**PROBLEM DESCRIPTION**.
Copy each record exactly and skip its pictures.

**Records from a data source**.
=== Begin Enclosure ===
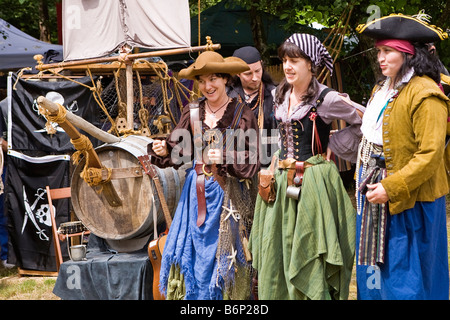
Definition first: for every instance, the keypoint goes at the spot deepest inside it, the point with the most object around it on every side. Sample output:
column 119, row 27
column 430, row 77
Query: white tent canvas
column 18, row 48
column 93, row 29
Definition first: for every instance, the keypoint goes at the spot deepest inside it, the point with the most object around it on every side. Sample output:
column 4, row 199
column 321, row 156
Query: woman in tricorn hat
column 402, row 178
column 302, row 242
column 204, row 208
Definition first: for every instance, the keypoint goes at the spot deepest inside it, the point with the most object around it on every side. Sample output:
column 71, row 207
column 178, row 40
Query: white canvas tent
column 18, row 48
column 93, row 29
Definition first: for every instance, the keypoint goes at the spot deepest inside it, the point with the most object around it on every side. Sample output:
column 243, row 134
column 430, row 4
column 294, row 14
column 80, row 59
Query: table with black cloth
column 106, row 275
=== End Enclosure ===
**SOLUTION TO THIS PROBLEM**.
Definition first: for every instance, the keypoint goes at the spot deepest inside it, the point with the most object around it on every side. Sample output:
column 119, row 27
column 430, row 77
Query: white tent canvas
column 18, row 48
column 93, row 29
Definition first: for every instance, the keypoint goes at the spot deepest inside it, the point with the most object around it on every side. Sample output:
column 4, row 199
column 321, row 156
Query: woman in tricorn hat
column 402, row 178
column 302, row 242
column 204, row 208
Definition first: for every instance, the keypoint goes at the spot deepest inside it, the point with the most object around it on every side. Sample output:
column 71, row 207
column 178, row 40
Query: white canvas tent
column 18, row 48
column 93, row 29
Definition first: for every instance, the keypoint goes at the spot deepest inside it, the point with the most object around it on every side. Sample output:
column 243, row 134
column 430, row 4
column 294, row 14
column 80, row 59
Query: table with black cloth
column 106, row 275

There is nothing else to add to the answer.